Task description. Pull out every line of the records below that contains the string "green", with uppercase and lowercase letters treated as different.
=====
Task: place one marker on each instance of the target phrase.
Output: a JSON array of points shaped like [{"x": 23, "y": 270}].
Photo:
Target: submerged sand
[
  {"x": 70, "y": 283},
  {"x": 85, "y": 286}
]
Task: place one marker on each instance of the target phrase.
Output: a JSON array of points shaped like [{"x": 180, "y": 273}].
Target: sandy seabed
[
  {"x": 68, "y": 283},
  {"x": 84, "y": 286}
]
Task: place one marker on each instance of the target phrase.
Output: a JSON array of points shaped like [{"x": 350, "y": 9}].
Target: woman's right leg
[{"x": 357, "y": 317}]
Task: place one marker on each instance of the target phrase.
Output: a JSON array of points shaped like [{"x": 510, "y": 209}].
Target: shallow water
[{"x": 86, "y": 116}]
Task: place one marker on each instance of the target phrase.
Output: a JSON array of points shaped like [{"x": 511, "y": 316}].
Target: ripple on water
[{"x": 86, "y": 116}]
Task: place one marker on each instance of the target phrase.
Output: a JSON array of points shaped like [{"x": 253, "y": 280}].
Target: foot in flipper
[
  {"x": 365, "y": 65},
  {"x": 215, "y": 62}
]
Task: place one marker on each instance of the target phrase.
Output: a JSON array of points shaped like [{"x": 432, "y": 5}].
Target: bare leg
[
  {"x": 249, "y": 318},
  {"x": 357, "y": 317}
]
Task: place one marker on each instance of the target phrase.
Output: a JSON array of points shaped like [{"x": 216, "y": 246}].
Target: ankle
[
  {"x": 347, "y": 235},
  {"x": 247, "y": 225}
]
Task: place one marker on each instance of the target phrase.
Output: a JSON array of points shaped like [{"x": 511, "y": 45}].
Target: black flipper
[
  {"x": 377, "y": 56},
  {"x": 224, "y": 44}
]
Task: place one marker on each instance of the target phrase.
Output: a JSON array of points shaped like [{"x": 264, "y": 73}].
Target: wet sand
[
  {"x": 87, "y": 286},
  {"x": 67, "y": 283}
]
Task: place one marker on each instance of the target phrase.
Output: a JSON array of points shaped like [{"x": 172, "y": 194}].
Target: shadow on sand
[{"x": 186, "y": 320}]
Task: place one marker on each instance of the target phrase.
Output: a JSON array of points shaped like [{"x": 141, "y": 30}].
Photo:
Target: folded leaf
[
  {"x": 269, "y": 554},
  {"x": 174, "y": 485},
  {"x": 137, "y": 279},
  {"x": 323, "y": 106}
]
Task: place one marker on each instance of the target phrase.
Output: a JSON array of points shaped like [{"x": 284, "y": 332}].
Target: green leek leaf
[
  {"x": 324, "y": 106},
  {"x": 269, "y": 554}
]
=====
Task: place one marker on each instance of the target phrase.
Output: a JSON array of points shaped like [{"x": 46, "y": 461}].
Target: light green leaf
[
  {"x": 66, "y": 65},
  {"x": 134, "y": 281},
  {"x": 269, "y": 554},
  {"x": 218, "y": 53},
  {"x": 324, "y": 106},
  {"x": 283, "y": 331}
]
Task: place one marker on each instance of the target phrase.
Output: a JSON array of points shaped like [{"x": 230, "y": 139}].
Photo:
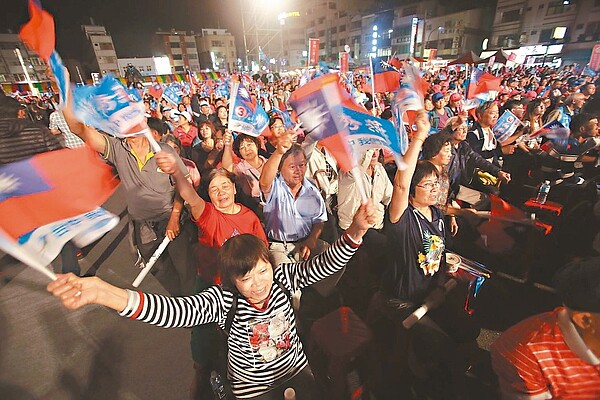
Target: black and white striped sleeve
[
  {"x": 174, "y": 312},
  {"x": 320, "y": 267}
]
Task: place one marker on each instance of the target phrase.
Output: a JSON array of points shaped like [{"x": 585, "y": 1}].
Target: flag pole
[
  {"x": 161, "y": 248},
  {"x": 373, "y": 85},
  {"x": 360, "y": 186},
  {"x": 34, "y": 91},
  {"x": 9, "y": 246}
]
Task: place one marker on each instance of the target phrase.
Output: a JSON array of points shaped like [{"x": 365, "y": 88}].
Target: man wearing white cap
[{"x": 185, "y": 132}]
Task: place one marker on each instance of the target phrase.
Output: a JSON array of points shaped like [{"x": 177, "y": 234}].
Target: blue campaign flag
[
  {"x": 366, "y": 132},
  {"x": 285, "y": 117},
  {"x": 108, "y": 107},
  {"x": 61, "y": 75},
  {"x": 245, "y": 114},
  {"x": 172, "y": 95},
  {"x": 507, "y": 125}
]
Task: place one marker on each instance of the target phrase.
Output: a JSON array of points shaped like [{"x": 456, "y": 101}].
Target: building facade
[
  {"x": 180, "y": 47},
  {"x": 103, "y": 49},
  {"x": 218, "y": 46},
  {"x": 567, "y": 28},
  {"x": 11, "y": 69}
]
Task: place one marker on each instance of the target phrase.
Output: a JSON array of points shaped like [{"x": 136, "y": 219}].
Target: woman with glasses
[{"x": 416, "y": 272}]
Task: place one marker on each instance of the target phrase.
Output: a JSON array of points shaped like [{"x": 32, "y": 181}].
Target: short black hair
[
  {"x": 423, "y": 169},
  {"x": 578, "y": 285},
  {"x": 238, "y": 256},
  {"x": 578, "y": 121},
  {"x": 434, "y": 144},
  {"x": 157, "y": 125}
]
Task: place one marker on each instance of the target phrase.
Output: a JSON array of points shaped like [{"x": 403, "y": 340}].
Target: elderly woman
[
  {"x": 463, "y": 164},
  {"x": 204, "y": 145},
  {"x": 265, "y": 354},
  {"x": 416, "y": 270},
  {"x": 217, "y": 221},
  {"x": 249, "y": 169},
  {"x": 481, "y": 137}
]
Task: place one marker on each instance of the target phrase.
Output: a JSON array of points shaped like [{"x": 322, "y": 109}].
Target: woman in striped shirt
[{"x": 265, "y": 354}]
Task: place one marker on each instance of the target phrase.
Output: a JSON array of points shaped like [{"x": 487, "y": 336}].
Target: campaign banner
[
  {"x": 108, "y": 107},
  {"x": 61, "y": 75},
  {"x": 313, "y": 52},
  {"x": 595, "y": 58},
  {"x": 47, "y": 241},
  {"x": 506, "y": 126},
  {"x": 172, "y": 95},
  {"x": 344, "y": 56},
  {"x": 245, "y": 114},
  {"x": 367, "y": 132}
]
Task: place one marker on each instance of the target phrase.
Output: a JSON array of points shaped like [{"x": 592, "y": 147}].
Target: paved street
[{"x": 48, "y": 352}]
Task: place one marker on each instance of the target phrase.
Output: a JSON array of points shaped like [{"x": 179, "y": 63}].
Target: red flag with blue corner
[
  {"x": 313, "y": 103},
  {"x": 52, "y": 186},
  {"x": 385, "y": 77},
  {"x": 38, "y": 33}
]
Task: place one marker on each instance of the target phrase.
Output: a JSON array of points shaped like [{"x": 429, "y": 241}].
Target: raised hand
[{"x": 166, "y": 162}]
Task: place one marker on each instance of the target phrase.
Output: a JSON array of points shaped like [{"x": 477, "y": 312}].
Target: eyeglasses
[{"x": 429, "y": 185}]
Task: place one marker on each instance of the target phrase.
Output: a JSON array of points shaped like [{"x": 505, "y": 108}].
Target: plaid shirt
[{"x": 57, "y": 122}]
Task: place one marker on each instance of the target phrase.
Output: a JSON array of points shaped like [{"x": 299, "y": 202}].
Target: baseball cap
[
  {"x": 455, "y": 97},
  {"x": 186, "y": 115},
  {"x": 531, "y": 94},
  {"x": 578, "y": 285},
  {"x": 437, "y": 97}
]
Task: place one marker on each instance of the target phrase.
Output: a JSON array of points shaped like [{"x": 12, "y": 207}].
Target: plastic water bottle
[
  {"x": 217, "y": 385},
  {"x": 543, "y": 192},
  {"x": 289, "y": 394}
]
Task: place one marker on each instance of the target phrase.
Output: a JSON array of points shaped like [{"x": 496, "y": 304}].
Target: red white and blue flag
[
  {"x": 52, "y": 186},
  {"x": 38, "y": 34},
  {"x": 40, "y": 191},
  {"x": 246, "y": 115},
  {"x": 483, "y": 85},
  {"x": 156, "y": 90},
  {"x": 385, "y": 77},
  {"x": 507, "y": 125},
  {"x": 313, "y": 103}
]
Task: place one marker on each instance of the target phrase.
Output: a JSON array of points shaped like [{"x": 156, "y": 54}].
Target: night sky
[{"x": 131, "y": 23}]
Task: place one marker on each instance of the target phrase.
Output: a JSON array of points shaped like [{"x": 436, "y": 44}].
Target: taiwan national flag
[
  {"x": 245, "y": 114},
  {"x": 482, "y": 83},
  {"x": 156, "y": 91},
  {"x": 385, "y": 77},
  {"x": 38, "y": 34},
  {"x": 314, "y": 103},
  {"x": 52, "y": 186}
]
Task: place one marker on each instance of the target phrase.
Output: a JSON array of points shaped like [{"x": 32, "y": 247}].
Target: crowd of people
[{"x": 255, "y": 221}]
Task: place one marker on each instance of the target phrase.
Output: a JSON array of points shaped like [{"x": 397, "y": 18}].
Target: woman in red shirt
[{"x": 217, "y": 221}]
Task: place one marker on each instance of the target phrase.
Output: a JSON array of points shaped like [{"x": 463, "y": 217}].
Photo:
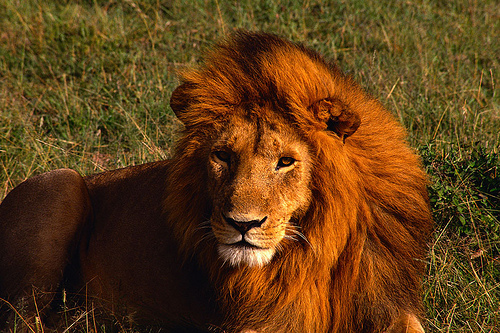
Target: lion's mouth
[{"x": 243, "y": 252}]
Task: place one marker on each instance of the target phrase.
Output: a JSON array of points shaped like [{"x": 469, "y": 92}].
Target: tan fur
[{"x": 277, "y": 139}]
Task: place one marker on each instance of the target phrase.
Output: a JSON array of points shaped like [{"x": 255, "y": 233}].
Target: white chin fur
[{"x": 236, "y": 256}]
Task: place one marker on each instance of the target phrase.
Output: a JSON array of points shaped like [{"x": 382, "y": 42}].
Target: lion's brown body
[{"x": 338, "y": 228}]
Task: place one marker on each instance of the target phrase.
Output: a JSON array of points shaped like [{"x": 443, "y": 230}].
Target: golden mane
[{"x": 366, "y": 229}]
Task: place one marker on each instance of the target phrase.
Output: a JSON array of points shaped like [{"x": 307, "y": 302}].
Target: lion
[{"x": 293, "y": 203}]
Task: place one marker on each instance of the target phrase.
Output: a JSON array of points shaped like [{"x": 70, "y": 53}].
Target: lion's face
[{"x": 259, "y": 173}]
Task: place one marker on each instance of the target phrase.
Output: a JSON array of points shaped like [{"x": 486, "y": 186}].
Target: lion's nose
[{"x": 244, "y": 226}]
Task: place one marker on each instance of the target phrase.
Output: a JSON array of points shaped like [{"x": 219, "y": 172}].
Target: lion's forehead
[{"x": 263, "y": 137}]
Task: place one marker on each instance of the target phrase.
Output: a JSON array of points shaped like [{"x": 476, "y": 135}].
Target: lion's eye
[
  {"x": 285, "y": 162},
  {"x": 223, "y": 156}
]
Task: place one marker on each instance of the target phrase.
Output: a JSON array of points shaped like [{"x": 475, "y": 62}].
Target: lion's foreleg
=====
Exercise result.
Target: green leek leaf
Target: light green leaf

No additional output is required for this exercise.